Task brief: List every line below that contains the string "wash".

Dataset excerpt:

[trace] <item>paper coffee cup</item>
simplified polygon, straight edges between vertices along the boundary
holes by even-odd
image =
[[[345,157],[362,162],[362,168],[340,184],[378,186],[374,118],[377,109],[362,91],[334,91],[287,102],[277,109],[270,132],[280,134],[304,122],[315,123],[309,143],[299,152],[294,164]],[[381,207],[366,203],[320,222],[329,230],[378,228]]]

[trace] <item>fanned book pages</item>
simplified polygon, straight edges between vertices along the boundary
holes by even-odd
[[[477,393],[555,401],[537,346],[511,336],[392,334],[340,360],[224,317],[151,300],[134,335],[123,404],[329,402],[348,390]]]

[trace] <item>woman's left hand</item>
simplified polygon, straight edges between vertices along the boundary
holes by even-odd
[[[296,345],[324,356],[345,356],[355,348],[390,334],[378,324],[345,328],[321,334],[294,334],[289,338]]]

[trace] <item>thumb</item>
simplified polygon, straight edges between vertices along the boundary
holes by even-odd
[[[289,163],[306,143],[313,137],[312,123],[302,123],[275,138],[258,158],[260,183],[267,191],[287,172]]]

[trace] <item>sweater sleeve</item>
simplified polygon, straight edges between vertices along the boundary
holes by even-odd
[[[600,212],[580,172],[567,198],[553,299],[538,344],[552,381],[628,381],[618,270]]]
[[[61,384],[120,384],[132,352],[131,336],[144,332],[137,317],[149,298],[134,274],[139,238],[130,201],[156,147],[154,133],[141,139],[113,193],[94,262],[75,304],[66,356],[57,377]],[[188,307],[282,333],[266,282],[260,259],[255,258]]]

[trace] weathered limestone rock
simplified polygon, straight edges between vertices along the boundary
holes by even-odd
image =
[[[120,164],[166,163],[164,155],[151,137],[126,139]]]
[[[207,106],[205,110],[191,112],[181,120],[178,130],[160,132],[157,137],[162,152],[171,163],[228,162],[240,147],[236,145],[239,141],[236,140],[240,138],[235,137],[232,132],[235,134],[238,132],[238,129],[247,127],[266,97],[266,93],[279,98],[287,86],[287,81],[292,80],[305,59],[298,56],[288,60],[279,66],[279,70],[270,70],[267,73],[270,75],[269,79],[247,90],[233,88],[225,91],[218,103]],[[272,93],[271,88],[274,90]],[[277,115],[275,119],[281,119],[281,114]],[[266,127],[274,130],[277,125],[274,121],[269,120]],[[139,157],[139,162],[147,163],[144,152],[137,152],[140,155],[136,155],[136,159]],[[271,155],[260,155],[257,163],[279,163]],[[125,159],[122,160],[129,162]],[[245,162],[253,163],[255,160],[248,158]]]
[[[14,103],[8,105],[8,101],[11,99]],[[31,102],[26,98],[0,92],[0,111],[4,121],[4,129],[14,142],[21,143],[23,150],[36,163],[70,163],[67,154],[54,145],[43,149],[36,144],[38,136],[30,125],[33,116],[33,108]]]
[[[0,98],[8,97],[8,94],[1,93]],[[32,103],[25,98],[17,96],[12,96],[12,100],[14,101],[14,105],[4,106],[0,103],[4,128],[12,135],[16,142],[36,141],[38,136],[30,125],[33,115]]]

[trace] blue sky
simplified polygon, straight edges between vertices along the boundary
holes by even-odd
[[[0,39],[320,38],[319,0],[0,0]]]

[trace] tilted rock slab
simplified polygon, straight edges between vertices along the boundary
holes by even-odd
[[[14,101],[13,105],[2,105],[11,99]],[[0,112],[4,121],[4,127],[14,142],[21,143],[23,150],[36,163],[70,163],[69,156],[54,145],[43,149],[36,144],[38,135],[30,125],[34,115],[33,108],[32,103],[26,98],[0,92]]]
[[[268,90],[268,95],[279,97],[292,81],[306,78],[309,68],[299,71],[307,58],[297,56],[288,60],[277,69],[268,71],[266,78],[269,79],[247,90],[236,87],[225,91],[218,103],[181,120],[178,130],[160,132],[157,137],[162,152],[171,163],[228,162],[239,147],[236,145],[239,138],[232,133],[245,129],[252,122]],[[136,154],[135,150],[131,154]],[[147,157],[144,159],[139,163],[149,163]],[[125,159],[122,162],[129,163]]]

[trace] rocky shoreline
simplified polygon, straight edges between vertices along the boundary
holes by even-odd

--

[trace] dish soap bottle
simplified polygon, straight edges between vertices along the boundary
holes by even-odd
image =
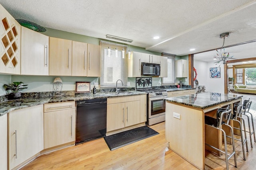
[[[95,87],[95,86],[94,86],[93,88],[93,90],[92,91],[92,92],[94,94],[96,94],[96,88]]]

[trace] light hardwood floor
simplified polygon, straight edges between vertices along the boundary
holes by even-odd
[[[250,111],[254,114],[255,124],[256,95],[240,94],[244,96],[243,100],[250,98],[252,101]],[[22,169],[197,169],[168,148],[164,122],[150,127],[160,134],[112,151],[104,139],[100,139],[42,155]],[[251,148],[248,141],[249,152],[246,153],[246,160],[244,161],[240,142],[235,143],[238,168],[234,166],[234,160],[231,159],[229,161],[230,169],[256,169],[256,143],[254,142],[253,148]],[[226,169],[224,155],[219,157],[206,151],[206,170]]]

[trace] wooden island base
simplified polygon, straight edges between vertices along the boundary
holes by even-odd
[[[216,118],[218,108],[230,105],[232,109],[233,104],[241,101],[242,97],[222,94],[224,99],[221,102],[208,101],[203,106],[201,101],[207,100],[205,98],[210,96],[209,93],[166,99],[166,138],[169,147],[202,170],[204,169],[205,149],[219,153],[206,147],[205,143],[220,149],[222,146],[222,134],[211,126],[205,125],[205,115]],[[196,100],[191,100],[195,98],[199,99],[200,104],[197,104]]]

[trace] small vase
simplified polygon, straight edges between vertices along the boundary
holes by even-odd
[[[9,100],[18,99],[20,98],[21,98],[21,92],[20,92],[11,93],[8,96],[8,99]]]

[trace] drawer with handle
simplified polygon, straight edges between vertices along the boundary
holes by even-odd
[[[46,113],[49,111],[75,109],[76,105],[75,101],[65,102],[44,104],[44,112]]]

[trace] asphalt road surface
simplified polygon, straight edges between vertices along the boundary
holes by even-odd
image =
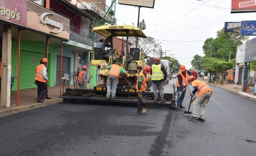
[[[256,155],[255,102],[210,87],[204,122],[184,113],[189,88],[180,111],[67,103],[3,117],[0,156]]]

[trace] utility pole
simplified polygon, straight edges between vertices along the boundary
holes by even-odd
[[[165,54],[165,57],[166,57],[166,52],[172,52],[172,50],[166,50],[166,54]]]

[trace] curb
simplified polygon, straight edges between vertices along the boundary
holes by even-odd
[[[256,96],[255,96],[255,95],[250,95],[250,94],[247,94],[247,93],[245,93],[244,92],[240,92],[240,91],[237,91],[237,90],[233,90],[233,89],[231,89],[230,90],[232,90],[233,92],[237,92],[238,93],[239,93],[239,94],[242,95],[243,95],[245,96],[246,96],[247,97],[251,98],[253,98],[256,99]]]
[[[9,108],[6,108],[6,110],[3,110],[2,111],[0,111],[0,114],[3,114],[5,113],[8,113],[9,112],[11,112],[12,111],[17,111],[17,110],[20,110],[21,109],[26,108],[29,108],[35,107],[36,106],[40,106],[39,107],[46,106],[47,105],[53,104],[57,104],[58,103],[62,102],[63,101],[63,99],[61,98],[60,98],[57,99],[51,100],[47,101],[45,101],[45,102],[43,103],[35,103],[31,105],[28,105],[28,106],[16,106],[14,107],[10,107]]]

---

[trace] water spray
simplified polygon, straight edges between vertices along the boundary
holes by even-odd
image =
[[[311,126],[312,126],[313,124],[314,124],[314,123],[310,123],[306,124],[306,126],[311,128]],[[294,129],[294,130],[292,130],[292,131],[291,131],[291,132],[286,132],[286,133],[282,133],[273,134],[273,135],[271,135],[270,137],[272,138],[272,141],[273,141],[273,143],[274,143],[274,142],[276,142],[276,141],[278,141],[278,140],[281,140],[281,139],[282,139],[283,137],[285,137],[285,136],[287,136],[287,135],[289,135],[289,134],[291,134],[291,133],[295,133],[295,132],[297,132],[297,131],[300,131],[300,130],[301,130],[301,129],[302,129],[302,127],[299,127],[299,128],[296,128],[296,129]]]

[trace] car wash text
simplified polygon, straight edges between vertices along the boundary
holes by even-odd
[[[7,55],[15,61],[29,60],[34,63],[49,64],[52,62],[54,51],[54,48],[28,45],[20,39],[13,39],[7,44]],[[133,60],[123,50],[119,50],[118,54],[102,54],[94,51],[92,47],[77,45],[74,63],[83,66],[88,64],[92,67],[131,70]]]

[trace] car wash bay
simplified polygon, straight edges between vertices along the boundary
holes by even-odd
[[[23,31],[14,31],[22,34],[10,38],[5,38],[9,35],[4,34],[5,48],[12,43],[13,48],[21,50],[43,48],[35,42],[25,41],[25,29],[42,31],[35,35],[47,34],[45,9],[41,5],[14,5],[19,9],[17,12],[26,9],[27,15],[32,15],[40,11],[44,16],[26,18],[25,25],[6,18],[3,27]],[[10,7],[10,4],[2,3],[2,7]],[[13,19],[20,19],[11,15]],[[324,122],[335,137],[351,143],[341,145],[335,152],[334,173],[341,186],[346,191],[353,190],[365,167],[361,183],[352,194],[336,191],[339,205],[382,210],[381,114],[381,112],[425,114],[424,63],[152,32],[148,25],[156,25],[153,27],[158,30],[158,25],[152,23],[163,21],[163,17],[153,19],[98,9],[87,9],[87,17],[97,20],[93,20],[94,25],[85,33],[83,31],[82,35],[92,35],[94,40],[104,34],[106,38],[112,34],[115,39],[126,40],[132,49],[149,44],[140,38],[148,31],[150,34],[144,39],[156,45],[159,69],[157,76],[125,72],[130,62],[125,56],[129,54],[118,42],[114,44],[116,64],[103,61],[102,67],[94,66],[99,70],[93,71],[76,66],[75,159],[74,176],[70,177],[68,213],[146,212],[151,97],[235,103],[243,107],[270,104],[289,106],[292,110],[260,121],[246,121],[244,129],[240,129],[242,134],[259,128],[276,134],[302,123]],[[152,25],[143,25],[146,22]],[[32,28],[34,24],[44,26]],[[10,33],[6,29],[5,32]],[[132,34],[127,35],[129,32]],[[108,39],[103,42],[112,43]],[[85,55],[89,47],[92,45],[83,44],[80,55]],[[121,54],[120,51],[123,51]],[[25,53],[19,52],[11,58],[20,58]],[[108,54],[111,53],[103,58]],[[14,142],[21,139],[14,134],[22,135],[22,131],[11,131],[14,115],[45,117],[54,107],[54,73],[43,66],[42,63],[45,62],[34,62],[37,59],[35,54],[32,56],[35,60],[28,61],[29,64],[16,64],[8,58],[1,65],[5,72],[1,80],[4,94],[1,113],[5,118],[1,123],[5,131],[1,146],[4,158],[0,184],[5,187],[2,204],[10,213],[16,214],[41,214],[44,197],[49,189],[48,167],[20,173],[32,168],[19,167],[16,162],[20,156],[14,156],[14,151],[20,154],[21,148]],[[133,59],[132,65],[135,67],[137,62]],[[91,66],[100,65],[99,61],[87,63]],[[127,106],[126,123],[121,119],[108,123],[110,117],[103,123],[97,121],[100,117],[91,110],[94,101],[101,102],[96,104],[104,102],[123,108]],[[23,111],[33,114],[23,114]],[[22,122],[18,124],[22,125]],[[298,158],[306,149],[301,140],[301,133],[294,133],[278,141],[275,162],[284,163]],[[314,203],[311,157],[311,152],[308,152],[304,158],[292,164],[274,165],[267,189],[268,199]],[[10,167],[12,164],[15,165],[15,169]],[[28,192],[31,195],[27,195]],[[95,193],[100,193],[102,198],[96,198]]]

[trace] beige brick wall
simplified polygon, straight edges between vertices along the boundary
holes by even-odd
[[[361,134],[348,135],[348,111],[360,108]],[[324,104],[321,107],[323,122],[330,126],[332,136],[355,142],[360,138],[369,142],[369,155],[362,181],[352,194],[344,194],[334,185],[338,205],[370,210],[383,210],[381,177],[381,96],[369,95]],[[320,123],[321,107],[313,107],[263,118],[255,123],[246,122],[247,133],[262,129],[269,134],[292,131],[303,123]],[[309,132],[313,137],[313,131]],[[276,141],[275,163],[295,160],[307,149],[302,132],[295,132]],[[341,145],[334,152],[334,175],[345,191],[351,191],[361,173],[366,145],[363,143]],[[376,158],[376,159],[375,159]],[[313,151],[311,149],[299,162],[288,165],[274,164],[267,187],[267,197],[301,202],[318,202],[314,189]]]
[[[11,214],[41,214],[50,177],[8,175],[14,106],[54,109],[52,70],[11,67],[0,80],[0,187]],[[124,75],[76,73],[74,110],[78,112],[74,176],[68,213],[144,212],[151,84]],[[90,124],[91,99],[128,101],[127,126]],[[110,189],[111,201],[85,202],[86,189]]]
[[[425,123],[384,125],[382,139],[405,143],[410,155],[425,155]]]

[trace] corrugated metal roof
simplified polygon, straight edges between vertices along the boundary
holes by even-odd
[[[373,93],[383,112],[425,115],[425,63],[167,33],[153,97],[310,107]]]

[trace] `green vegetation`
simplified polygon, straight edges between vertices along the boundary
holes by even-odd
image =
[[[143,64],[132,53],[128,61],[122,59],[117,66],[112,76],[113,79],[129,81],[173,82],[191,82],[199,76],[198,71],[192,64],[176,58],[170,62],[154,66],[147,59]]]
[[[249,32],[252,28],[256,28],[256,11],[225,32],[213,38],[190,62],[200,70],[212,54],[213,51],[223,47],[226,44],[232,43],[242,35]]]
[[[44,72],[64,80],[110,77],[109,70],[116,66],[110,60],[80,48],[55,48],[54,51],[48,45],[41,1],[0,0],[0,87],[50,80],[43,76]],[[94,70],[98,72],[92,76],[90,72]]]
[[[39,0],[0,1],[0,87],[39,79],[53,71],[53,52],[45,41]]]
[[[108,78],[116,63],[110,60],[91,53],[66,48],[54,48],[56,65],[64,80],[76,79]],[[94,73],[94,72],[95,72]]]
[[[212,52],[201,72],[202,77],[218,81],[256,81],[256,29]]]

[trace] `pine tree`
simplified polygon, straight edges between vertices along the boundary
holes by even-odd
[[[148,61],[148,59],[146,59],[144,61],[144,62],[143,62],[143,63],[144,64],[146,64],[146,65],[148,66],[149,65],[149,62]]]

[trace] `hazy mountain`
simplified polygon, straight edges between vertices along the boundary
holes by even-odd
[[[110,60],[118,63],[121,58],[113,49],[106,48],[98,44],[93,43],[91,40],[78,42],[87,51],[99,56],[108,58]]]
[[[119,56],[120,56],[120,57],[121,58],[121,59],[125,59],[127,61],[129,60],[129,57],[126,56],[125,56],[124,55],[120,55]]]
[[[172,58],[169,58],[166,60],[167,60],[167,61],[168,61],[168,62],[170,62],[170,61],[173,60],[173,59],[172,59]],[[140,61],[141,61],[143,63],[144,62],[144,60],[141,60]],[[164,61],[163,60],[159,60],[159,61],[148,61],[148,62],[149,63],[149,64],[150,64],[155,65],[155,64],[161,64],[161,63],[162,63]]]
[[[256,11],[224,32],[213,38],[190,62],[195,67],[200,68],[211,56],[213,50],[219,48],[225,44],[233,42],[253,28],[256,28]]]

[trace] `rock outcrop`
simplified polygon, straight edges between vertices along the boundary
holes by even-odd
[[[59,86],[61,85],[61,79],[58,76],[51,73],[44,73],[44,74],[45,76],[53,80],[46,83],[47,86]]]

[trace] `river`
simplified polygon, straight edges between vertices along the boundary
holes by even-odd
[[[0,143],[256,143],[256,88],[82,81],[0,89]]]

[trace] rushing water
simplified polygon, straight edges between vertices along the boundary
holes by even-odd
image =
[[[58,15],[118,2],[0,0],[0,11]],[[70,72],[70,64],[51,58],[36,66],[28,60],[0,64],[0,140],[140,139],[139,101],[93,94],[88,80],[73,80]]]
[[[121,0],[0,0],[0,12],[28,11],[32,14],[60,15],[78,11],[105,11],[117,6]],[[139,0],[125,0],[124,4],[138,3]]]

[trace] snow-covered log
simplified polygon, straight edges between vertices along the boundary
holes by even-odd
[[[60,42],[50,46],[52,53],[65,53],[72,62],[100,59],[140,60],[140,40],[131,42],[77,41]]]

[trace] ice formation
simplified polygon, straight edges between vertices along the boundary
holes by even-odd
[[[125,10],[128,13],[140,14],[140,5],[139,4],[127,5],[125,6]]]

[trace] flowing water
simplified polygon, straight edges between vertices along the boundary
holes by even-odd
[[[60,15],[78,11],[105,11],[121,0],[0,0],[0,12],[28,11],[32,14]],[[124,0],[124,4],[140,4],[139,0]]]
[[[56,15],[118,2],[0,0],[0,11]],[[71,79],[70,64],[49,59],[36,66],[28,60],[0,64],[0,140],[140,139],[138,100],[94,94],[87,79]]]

The answer:
[trace] car wash text
[trace] car wash bay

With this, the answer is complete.